* begin ENTRIES SHOWN *

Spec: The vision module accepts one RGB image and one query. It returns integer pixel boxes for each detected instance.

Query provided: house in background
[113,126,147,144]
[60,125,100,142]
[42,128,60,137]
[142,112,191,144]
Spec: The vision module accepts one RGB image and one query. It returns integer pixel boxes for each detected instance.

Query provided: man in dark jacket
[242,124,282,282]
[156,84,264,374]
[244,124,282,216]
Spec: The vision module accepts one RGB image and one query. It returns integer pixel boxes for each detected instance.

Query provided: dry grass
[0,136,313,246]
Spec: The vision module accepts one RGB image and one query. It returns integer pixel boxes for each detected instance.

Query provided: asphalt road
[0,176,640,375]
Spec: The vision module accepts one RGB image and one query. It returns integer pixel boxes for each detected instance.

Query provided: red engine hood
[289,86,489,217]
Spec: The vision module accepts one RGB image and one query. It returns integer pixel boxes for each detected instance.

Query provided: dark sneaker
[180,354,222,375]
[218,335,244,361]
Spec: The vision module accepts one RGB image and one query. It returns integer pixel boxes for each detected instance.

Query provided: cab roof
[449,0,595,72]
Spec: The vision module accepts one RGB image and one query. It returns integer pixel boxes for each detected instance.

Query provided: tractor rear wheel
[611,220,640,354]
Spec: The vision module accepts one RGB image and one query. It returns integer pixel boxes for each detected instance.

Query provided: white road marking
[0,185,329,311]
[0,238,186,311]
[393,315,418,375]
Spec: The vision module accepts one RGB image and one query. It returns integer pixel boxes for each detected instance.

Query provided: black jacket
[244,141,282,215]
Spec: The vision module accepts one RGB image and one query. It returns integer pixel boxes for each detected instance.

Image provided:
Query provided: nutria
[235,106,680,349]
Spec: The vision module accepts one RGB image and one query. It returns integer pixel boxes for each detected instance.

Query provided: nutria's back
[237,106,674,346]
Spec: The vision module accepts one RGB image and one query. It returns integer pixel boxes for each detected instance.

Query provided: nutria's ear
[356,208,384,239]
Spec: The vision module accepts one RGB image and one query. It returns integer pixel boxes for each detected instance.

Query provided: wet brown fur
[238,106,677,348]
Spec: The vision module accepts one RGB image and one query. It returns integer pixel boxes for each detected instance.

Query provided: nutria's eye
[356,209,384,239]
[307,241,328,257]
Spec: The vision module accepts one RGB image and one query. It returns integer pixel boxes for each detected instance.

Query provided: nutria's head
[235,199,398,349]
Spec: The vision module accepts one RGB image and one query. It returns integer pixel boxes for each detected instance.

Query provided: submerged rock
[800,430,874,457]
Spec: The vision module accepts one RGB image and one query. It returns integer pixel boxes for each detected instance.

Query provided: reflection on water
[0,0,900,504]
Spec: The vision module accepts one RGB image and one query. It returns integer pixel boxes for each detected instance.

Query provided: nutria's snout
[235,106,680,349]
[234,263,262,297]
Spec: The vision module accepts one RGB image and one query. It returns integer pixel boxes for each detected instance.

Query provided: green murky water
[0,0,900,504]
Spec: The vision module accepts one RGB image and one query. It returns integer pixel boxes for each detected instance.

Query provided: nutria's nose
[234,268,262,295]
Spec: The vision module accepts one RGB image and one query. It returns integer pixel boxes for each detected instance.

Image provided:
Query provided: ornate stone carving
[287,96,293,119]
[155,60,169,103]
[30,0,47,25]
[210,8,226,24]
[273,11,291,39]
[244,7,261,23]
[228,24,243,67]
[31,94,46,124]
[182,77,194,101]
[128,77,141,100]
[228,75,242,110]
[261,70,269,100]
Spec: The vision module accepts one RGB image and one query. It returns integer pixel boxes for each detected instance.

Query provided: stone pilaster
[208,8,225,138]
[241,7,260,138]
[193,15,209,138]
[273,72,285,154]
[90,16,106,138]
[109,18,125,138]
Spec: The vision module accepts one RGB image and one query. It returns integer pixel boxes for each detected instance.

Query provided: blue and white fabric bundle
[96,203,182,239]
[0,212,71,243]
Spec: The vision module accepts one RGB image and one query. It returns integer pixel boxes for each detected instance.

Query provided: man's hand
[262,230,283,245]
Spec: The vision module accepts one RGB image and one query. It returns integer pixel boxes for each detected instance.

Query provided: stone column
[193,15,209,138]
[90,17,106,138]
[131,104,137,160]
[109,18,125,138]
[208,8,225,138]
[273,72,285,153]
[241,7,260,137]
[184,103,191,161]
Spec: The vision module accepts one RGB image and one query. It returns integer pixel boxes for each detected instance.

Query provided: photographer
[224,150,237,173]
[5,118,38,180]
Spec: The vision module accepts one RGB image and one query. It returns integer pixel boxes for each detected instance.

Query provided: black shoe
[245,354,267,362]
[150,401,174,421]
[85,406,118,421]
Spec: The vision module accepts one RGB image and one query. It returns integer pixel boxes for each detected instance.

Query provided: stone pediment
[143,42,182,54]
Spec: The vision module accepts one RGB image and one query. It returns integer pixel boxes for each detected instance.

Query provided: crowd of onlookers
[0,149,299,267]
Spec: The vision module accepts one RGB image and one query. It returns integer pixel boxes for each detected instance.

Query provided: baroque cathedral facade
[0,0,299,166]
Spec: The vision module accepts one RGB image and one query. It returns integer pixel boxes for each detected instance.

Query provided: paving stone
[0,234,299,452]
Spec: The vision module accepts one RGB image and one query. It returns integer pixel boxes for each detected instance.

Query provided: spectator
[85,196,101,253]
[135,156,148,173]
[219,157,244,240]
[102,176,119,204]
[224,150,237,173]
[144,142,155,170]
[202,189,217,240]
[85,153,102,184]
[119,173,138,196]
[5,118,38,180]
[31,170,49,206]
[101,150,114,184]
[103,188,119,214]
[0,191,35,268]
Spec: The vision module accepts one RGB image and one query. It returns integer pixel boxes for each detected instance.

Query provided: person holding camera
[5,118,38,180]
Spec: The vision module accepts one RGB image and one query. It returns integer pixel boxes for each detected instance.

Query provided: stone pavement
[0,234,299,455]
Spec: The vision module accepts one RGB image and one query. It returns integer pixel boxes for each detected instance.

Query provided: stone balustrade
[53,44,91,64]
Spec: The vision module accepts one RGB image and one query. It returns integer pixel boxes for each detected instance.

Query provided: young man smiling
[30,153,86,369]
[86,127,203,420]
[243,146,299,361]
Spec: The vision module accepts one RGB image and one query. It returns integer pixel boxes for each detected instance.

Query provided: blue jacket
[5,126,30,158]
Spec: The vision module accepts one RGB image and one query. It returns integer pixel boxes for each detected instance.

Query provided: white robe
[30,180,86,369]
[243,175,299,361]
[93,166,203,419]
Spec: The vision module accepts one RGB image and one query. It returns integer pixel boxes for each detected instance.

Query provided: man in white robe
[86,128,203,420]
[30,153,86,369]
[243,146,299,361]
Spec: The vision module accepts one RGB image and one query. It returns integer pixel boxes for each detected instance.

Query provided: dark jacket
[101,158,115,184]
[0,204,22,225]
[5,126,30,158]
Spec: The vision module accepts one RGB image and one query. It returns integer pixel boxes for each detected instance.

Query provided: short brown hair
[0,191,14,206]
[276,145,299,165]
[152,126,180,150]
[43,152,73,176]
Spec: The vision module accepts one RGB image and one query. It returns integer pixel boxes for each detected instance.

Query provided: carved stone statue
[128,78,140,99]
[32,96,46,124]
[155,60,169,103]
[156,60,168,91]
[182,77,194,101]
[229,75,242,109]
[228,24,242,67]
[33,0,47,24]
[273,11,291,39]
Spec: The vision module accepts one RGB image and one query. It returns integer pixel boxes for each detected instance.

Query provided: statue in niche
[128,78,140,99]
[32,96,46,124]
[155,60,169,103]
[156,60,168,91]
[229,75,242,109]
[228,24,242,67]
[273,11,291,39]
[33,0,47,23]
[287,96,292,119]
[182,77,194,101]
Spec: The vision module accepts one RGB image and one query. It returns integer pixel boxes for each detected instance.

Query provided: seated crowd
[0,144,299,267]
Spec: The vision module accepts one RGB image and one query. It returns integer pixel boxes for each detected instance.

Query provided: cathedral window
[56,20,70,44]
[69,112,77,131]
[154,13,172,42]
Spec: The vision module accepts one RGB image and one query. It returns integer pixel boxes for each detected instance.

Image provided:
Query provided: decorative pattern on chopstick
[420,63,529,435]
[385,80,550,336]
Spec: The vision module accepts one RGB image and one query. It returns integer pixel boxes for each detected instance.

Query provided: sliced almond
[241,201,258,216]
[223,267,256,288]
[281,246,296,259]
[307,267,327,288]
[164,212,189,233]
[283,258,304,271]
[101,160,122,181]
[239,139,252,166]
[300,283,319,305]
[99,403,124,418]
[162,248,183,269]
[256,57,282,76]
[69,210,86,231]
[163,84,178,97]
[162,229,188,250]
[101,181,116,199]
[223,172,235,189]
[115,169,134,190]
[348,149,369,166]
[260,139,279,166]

* end ENTRIES SHOWN *

**SHORT PROBLEM**
Reproduce the material word for word, starting at its very first line and ending at the line that contains "[218,335,244,361]", with both of those lines included.

**EXERCISE SOLUTION**
Spec: The vision module accepts one RGB image and one query. It returns integer pixel boxes for each detected instance.

Query provided: house in background
[113,126,147,144]
[60,125,100,142]
[42,128,60,137]
[142,112,191,144]
Spec: The vision module accepts one RGB image and one query. It returns integer pixel boxes for each detected instance.

Query provided: man in dark jacket
[242,124,282,282]
[156,84,264,374]
[244,124,282,216]
Spec: The vision module accepts one RGB image and one query. It returns integer pixel boxes for each detected instance.

Query provided: dry grass
[0,136,313,246]
Spec: The vision module accepts one RGB image and one query. It returns integer pixel boxes for each detected instance.

Query provided: asphalt road
[0,176,640,375]
Spec: The vision module accepts one RGB image and one query. It returns integer pixel boxes for each detected instance.

Query provided: red engine hood
[289,86,489,217]
Spec: The vision module accepts one RGB image and one query. It returns integer pixel boxes for each detected instance.

Query provided: dark sneaker
[180,354,222,375]
[218,335,244,361]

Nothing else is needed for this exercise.